### PROBLEM TO SOLVE
Your task is to transcribe all the entries exactly, excluding pictures.

### MATERIAL SUPPLIED
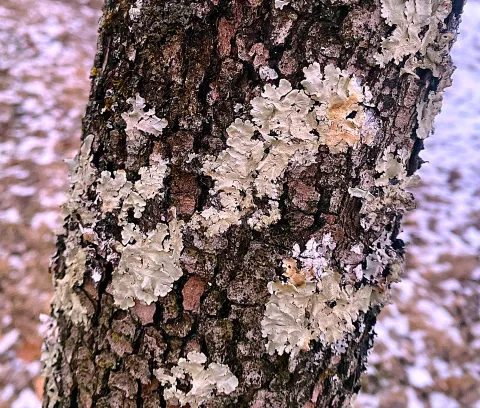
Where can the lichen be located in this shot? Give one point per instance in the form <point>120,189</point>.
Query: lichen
<point>415,34</point>
<point>203,381</point>
<point>65,299</point>
<point>389,190</point>
<point>117,192</point>
<point>51,351</point>
<point>280,4</point>
<point>317,309</point>
<point>314,304</point>
<point>135,11</point>
<point>287,127</point>
<point>148,266</point>
<point>140,120</point>
<point>82,176</point>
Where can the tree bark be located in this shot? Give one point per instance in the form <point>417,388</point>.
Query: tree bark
<point>315,216</point>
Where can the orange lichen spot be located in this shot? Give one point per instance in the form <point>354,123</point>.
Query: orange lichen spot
<point>346,121</point>
<point>295,276</point>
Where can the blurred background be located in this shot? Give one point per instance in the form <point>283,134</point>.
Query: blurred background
<point>427,353</point>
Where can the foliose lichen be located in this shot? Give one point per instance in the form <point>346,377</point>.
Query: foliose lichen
<point>204,381</point>
<point>149,264</point>
<point>82,176</point>
<point>51,351</point>
<point>318,309</point>
<point>66,299</point>
<point>314,304</point>
<point>416,31</point>
<point>287,127</point>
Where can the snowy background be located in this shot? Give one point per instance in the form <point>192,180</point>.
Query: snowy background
<point>427,353</point>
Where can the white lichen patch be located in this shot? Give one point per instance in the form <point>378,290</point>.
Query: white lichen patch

### COMPLETED TASK
Where can the lichen be located in this shot? Give one point per instance in the form <point>120,189</point>.
Query: lichen
<point>415,34</point>
<point>203,381</point>
<point>65,299</point>
<point>389,190</point>
<point>117,192</point>
<point>51,351</point>
<point>280,4</point>
<point>317,309</point>
<point>314,304</point>
<point>135,11</point>
<point>287,127</point>
<point>148,266</point>
<point>140,120</point>
<point>82,176</point>
Where can the tree bark be located in this shot? Give one point per instance in the form <point>417,388</point>.
Query: tree bark
<point>315,216</point>
Where can the orange lichen spot be located in this shot? Give one point per instance in the form <point>354,123</point>.
Query: orange lichen spot
<point>346,121</point>
<point>295,276</point>
Where can the blurred background be located in this shot? Give one point per instance in the form <point>283,134</point>.
Query: blurred background
<point>427,353</point>
Where can the foliose lichen be located in this shot? Give one point per instance in the form <point>346,377</point>.
Query: foliose lichen
<point>204,381</point>
<point>149,264</point>
<point>82,176</point>
<point>51,351</point>
<point>318,309</point>
<point>66,299</point>
<point>314,304</point>
<point>416,31</point>
<point>287,127</point>
Where can the snowy background be located in this shot? Give one point per instance in the form <point>192,180</point>.
Query: snowy background
<point>427,353</point>
Where can the white lichen patch be located in this shot? Give one point per instance in the form <point>378,290</point>.
Query: white lichen patch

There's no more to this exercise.